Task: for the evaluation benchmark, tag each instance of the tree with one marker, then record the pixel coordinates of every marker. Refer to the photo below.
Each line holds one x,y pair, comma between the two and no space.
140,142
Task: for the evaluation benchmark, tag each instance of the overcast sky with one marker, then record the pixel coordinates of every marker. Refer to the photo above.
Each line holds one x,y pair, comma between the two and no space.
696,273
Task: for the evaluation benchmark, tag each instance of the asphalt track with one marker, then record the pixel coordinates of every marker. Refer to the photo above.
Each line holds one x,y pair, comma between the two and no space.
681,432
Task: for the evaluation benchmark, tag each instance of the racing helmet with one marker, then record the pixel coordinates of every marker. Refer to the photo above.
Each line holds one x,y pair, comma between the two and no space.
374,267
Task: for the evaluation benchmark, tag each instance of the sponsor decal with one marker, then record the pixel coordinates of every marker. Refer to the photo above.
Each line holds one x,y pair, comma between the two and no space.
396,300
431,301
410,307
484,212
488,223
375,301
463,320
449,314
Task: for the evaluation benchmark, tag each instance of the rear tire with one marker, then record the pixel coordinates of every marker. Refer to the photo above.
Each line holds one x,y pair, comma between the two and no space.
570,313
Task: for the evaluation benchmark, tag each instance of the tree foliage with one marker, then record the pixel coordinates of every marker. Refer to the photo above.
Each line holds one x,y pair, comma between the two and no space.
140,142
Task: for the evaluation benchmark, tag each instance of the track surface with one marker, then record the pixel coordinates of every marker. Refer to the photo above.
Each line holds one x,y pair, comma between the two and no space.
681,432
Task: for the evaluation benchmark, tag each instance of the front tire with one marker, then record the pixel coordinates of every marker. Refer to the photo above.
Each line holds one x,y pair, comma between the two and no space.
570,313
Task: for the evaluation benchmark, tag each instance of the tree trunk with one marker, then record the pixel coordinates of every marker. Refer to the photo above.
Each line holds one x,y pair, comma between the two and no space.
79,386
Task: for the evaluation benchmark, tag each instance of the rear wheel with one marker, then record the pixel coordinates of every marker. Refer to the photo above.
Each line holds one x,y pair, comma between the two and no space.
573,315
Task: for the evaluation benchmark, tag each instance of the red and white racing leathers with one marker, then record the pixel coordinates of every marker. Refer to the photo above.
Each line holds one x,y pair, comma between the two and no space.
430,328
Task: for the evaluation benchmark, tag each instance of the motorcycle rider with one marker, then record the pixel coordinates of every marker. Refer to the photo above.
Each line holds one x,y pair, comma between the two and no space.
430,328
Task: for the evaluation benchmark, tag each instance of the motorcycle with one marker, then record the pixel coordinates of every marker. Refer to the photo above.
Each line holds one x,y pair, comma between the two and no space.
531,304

+ + +

## Do this
Extract all of the data above and output it character for character.

## Answer for this exercise
Task: for the evaluation benchmark, tag each instance of the tree with one marker, then record the pixel coordinates of every marker. Refer to the photo below.
Each line holds one x,y pair, comma between the two and no space.
140,142
Task: for the evaluation benchmark, tag each instance of the overcast sky with one marker, then record the pixel coordinates of every marker. Refer to the photo above.
Each line holds one x,y pair, comma between the two and no space.
696,273
Task: for the evaluation benchmark, tag each instance of the asphalt track with one marker, then record the pixel coordinates of every marker. Refer to the photo above.
Each line holds one x,y pair, comma between the two and no space.
681,432
Task: for the evaluation benchmark, tag each instance of the racing helmet with one marker, then record the pixel coordinates of every marker. Refer to the photo above.
Each line holds one x,y pair, comma between the two and no space.
374,267
Task: for the evaluation benchmark, tag each instance of the sponsor decal with one marker, then record the pixel coordinates of every marker. Refer to the photo above.
Each line holds one x,y pair, comma between the two and no space.
396,300
431,301
410,307
484,212
488,223
375,301
463,320
449,314
Task: for the evaluation benchmark, tag each instance of the rear tire with one marker, then record the pixel coordinates of every marker. Refer to the photo above.
Each line holds one x,y pair, comma between the two and no space.
570,313
Task: for the evaluation benchmark, tag each instance of the tree foliage with one marker, then record the pixel coordinates of every marker. Refer to the photo above.
Each line holds one x,y pair, comma between the two and no space.
140,142
Task: for the evaluation benchmark, tag each instance of the track surface with one marker, then record the pixel coordinates of every marker. Refer to the photo above.
Each line holds one x,y pair, comma between the two and no space.
681,432
Task: for the evaluation benchmark, tag each instance of the front tire with one marker, then record the pixel coordinates of every marker. Refer to the photo above.
Each line holds one x,y pair, comma between the two and no space.
570,313
Task: for the evaluation benchmark, tag each instance of the tree trunk with one marker, then record the pixel coordinates of every marker. Refer to the photo above.
Each line holds one x,y pair, comma between the two and no space.
79,386
Task: for the evaluation benchmark, tag each instance of the rear wheel with one marker, then record the pixel coordinates of every marker. Refer to the photo above.
Each line holds one x,y pair, comma between the two and no space.
573,315
Task: for the evaluation benchmark, tag each instance of the red and white racing leathers with one marker, then record the pixel coordinates of every marker. Refer to the photo above.
Each line holds one x,y pair, comma between the two and no space.
430,328
Task: for the evaluation benchmark, tag each instance of the motorcycle rider with one marker, then record the pixel coordinates of every marker. Refer to the photo above.
Each line holds one x,y pair, comma between the two and no space.
430,328
Task: for the evaluation benchmark, tag each instance of the motorcycle with one marker, then record the pixel coordinates of every marker. Refer to the photo above.
Each line holds one x,y pair, comma between the two and no space.
531,304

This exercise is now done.